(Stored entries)
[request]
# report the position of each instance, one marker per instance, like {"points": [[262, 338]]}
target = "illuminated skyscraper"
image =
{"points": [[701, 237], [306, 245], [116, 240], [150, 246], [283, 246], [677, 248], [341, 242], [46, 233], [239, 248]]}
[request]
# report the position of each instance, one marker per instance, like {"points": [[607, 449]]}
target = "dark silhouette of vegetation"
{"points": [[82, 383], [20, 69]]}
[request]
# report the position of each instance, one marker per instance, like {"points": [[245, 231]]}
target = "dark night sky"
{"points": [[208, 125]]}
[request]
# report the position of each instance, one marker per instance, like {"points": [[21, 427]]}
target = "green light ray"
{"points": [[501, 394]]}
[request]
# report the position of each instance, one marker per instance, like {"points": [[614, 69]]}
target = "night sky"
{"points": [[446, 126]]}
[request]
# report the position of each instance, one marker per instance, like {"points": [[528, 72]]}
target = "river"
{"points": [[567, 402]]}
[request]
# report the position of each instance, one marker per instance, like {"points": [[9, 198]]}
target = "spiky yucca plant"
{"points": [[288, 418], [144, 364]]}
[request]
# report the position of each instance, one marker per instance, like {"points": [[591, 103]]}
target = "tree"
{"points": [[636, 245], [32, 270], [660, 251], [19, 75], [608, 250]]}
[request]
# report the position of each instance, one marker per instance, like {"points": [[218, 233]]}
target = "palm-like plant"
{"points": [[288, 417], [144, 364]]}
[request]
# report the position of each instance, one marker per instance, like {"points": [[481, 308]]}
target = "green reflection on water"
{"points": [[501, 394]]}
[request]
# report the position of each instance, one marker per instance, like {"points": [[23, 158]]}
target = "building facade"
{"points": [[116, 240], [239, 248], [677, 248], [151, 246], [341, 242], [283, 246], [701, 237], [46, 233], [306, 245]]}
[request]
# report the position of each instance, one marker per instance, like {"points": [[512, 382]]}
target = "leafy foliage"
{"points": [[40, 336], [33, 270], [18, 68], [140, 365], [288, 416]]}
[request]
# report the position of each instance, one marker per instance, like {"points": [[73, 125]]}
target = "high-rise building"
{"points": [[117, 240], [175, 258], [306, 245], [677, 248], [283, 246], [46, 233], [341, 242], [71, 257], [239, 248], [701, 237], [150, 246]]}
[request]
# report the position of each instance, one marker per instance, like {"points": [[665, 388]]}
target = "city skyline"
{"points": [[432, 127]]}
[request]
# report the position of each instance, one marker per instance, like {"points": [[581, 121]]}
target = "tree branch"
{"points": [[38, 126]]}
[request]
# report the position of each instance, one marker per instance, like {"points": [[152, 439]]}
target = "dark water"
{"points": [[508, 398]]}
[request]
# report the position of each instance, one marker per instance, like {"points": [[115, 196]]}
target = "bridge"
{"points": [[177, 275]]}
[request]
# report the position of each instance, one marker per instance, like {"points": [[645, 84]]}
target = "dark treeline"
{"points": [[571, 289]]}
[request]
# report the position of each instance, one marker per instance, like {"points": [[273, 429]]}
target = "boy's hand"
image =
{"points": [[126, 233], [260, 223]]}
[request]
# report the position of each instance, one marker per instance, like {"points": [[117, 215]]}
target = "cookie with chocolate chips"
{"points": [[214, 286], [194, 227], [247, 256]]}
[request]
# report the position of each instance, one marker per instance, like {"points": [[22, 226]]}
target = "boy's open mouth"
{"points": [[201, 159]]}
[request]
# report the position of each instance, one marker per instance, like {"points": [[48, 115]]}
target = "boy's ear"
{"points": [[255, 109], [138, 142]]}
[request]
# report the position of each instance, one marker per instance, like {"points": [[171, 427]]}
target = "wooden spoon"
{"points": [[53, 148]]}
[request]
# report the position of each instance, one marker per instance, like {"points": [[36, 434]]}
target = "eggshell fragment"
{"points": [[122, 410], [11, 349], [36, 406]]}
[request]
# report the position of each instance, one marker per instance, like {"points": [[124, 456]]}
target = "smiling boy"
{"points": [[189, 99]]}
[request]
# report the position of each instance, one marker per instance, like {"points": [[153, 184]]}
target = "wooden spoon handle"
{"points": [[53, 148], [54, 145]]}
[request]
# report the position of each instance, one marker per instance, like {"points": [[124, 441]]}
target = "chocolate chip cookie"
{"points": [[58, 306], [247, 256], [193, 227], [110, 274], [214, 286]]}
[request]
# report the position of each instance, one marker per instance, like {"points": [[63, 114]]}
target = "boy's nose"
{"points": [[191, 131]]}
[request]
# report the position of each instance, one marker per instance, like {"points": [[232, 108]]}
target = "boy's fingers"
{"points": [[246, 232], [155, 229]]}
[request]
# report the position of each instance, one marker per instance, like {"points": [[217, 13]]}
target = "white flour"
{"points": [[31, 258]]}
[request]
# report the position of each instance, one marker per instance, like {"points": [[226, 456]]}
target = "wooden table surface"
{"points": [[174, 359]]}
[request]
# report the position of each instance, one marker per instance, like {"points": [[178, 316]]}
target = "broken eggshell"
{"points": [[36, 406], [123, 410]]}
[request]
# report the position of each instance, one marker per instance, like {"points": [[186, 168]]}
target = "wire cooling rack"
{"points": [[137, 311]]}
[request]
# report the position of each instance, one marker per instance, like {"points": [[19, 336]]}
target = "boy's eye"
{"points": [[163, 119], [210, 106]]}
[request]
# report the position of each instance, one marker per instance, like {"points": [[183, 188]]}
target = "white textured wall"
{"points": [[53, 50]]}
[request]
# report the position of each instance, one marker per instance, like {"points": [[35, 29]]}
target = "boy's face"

Your goal - Locate each line in the listing above that contains the word "water" and copy it. Matching is case-sensitive.

Final result -
target = "green reflection on water"
target = "dark water"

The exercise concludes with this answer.